Instructions for the task:
Reproduce verbatim the stretch of lines from the one containing "written as (704,90)." through the end of the lines below, leaving the pictures out of your answer.

Location identification lines:
+ + + + +

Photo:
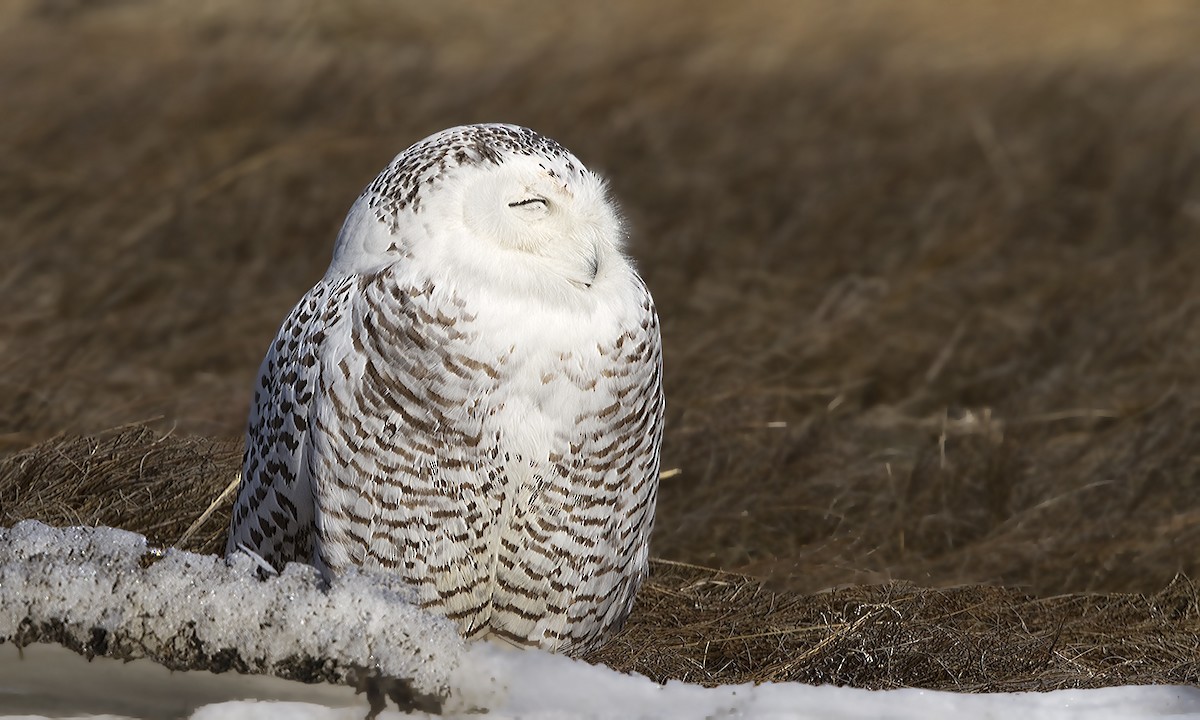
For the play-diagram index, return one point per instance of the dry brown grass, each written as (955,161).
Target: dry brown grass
(927,276)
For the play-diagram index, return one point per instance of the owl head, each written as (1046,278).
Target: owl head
(493,204)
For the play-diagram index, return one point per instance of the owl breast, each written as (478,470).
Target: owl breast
(522,457)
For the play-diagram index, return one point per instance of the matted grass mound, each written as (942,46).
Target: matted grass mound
(693,623)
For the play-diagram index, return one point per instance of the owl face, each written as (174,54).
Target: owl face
(497,203)
(549,213)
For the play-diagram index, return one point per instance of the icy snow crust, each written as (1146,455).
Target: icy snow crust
(103,592)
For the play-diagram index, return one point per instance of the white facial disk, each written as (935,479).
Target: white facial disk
(498,203)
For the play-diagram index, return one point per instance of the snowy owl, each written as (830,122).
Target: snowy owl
(471,397)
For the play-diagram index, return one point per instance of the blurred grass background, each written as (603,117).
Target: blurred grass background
(925,269)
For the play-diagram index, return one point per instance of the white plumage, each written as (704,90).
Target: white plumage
(471,397)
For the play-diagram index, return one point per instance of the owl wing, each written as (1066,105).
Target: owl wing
(583,543)
(397,442)
(273,515)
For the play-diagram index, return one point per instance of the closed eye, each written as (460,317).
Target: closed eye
(528,202)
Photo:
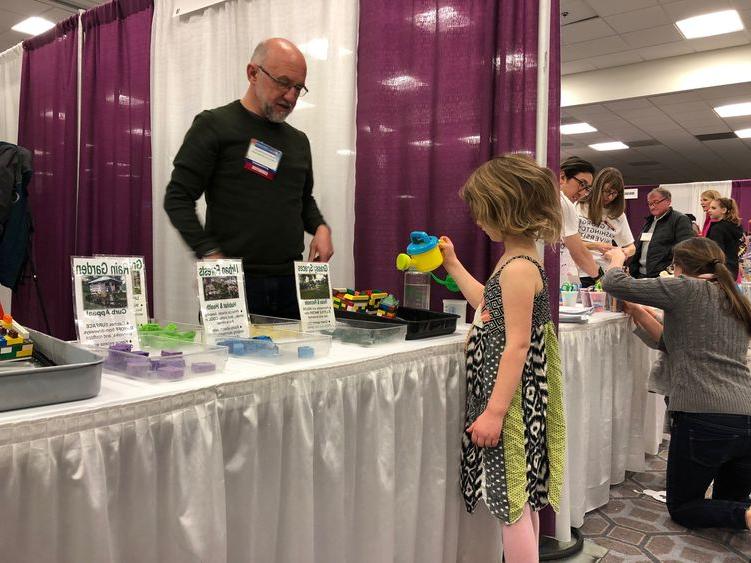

+ + + + +

Answer to the task:
For the play-diagram index, return one point per instance of the white plumage, each written as (704,90).
Target: white plumage
(471,397)
For the play-diagram index, return one point per instance of the owl wing, each written as (1066,105).
Target: owl wing
(583,543)
(397,442)
(273,515)
For the play-diagram index, return one point per instance of the closed eye, each written as (460,317).
Target: closed eye
(528,202)
Photo:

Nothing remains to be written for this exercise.